(Task objective): All of the lines below are to be transcribed faithfully, with pictures excluded from the copy.

(Given information):
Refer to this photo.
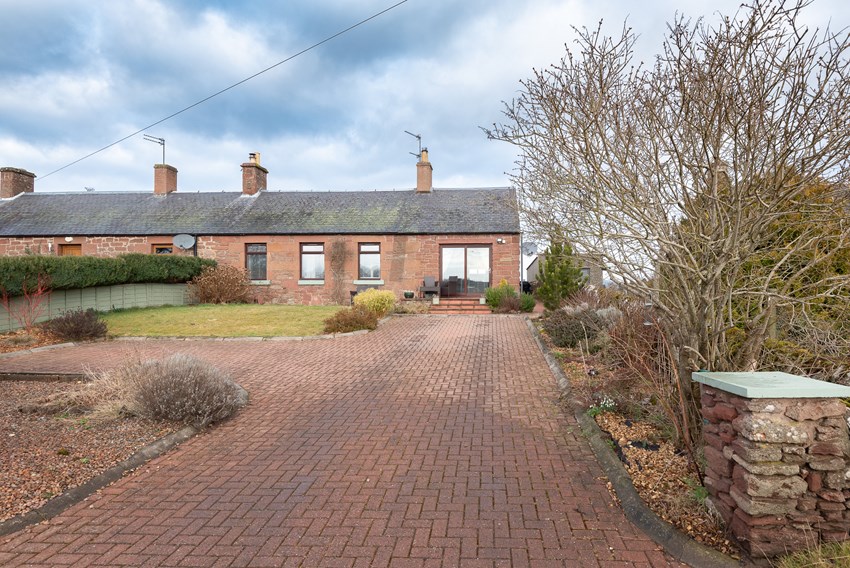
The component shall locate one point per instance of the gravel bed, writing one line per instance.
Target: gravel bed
(43, 456)
(664, 480)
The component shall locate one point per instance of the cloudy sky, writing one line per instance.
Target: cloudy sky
(78, 75)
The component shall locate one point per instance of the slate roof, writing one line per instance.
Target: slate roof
(464, 211)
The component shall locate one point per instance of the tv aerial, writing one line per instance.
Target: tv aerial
(418, 139)
(155, 140)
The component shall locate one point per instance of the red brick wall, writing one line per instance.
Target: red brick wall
(405, 259)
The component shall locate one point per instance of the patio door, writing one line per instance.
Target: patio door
(465, 270)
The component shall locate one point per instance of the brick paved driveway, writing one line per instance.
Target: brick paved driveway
(434, 441)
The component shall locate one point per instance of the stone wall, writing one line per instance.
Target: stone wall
(778, 469)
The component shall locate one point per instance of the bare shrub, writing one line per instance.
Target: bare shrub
(412, 308)
(77, 325)
(221, 284)
(351, 319)
(642, 353)
(508, 305)
(180, 388)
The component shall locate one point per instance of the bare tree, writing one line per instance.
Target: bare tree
(675, 177)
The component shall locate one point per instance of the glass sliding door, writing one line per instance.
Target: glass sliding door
(465, 270)
(477, 270)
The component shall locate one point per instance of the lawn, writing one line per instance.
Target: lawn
(229, 320)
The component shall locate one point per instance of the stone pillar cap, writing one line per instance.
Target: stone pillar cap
(771, 384)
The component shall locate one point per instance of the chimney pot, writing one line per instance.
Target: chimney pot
(14, 181)
(253, 175)
(164, 179)
(424, 172)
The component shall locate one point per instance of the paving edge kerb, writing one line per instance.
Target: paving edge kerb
(676, 544)
(82, 492)
(198, 338)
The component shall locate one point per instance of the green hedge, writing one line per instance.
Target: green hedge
(67, 272)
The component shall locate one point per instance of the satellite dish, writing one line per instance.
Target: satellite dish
(183, 241)
(529, 248)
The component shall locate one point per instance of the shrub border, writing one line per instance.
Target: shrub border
(675, 543)
(80, 493)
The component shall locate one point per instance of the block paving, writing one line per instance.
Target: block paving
(433, 441)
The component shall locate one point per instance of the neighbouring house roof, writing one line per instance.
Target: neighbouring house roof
(463, 211)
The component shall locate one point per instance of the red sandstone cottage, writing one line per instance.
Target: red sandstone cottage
(298, 247)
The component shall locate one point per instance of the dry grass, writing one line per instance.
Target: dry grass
(227, 320)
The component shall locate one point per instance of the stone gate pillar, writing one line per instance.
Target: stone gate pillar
(777, 449)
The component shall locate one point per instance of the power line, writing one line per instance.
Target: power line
(234, 85)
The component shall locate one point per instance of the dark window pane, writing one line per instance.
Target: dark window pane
(312, 266)
(370, 265)
(256, 266)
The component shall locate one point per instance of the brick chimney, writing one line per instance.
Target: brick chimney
(14, 181)
(164, 179)
(424, 172)
(253, 175)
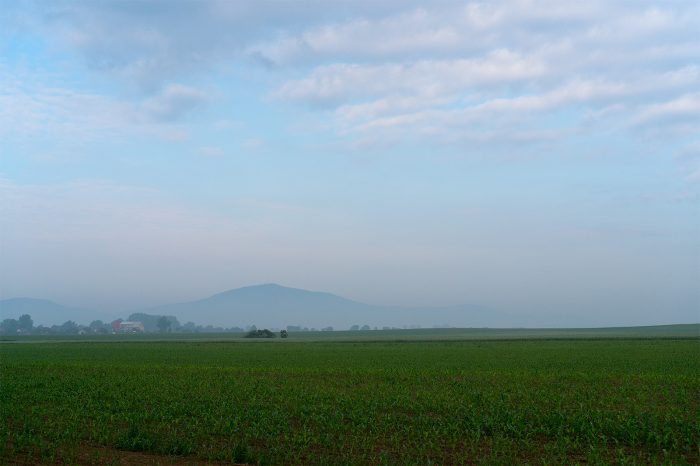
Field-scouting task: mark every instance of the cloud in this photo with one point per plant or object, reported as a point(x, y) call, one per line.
point(683, 109)
point(431, 78)
point(210, 151)
point(173, 102)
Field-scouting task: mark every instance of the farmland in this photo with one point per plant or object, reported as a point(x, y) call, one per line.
point(538, 401)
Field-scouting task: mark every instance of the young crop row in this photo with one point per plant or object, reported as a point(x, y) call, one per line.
point(345, 403)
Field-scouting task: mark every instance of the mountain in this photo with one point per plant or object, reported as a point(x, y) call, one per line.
point(45, 312)
point(274, 305)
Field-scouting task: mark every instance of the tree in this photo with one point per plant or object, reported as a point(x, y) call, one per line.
point(26, 324)
point(265, 333)
point(163, 324)
point(9, 326)
point(68, 327)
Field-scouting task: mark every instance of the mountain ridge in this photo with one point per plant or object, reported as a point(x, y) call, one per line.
point(274, 305)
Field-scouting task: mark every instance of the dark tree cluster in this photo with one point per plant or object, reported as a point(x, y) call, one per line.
point(264, 333)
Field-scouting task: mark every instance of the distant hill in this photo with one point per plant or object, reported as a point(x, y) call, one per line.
point(274, 305)
point(45, 312)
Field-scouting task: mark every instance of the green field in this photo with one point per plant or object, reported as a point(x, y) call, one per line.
point(537, 401)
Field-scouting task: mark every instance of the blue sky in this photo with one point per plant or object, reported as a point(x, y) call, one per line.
point(529, 155)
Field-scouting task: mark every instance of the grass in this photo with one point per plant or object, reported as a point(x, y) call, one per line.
point(385, 402)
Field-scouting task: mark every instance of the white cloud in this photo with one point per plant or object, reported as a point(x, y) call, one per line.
point(431, 78)
point(685, 108)
point(173, 102)
point(210, 151)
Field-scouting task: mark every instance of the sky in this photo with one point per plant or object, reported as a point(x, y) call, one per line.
point(534, 156)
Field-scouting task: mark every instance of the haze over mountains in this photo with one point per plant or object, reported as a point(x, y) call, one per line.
point(277, 306)
point(272, 305)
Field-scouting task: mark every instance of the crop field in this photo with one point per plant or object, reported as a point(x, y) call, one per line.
point(533, 401)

(Completed exercise):
Refer to this photo.
The component shall locate one point per instance of the gravel bed, writing one line per instance.
Target: gravel bed
(43, 456)
(664, 480)
The component shall locate one point per instance of the cloudy sky, writing one line per instance.
Target: cloudy sky
(78, 75)
The component shall locate one point per instance of the slate roof, writing one line per instance.
Target: slate roof
(464, 211)
The component shall locate one point per instance of the tv aerial, writing one line per instance.
Target: tv aerial
(418, 139)
(155, 140)
The component shall locate one point per instance of the red brick wall, writing one line per instance.
Target: red brick wall
(405, 259)
The component shall locate one point per instance of the patio door, writing one line per instance.
Target: patio door
(465, 270)
The component shall locate one point per instance of the brick paved driveway, writing one line per instance.
Target: brick paved driveway
(434, 441)
The component shall locate one point per instance of the stone wall, writing one line per instance.
Target: stone wall
(778, 469)
The component shall locate one point per instance of the bare shrub, writing one line per instance.
Target: bare shrub
(412, 308)
(77, 325)
(221, 284)
(351, 319)
(642, 353)
(508, 305)
(180, 388)
The component shall locate one point per instance of the bare tree, writing one line per instance.
Target: bare tree
(675, 177)
The component shall locate one point per instance of the glass sliding door, writing one line per instance.
Target: glass sliding door
(465, 270)
(477, 270)
The component shall locate one point per instance of the lawn, writing one line per instance.
Target: lawn
(229, 320)
The component shall locate one point per instance of the stone pillar cap, writing one line per instance.
Target: stone pillar cap
(771, 384)
The component shall locate one point per instance of the chimney pot, writing one line per instance.
Target: chimney pot
(14, 181)
(253, 175)
(164, 179)
(424, 172)
The component shall locate one point per instance of the paving edge kerb, writing one line per instance.
Target: paving edge kerb
(676, 544)
(82, 492)
(198, 338)
The component shall locate one point per instance of the green hedge, writing one line per instance.
Target: green hedge
(67, 272)
The component shall locate one point per instance of the satellite dish, writing one line per instance.
Target: satellite dish
(183, 241)
(529, 248)
The component shall locate one point per instance of the shrub border, writing one line per instance.
Target: shrub border
(675, 543)
(80, 493)
The component shall locate one point per instance of the block paving, writing one line per instance.
Target: block paving
(433, 441)
The component shall locate one point per instance of the neighbouring house roof, writing one line per instance.
Target: neighbouring house roof
(463, 211)
The component shall locate one point per instance of the red sandstone cottage, writing one line per instance.
Target: red sandstone cottage
(298, 247)
The component shall locate one point per instance of the dry grass, writing one line per instance.
Target: dry grass
(227, 320)
The component shall locate one point per instance of the stone gate pillar, writing one line per instance.
Target: stone gate pillar
(777, 449)
The component shall locate one point per instance of the power line, writing one line per instance.
Target: power line
(234, 85)
The component shall locate one point per instance of the dark window pane, writing one line per instance.
Target: dark window pane
(312, 266)
(370, 265)
(256, 266)
The component shall locate one point per instance of the brick chimney, writing one line per instance.
Target: brick chimney
(14, 181)
(164, 179)
(424, 172)
(253, 175)
Field-scouting task: mark every instance of the cloud in this photo with one point per plant or object, reported as a point(x, y) call, one per line.
point(683, 109)
point(431, 78)
point(210, 151)
point(173, 102)
Field-scouting task: mark every instance of the farmland in this photo with one point per plant or object, reported as a point(x, y) call, one per line.
point(538, 401)
Field-scouting task: mark every instance of the young crop row in this photo with one point per plant or object, reported as a point(x, y) call, one per line.
point(345, 403)
Field-scouting task: mark every instance of the mountain in this photo with one point per plant or object, reported as a point(x, y) call, one per line.
point(45, 312)
point(274, 305)
Field-scouting task: mark every instance of the tree in this photo with one point per plant or object, reported as a point(x, y) call, one per line.
point(26, 324)
point(265, 333)
point(163, 324)
point(9, 326)
point(68, 327)
Field-scouting task: mark every instance of the mountain ridge in this photo with one point per plant or object, reported as a point(x, y) call, one per line.
point(274, 305)
Field-scouting task: mark every instance of the dark tree cluster in this photo with one point per plant or object, reported as a point(x, y) call, one per line.
point(264, 333)
Field-scouting task: mark every instance of the distant hill in this photo with one point per plant or object, reported as a point(x, y) call, one per line.
point(274, 305)
point(45, 312)
Field-scouting task: mark every instance of the green field in this photo with one point per plant or object, reported as a point(x, y) call, one per line.
point(537, 401)
Field-scouting task: mark every instance of the blue sky in this photo with one point per plant or object, reported as a point(x, y) call, one per line.
point(529, 155)
Field-scouting task: mark every instance of the grass in this photo with one point per plant or object, reported as a point(x, y) call, one per line.
point(385, 402)
Field-scouting task: mark every instance of the white cloud in this photo with one point per plant or object, reported as a point(x, y) call, one per line.
point(431, 78)
point(685, 108)
point(173, 102)
point(210, 151)
Field-scouting task: mark every instance of the sky in this photo with one point per plant or object, reported as a point(x, y) call, one per line.
point(534, 156)
Field-scouting task: mark every instance of the haze over mountains in this photo with one point per plant or object, reported as a point(x, y) call, one per line.
point(277, 306)
point(272, 305)
Field-scouting task: mark every instance of the crop field in this photo with one point per plant or object, reported as a point(x, y) call, one per line.
point(533, 401)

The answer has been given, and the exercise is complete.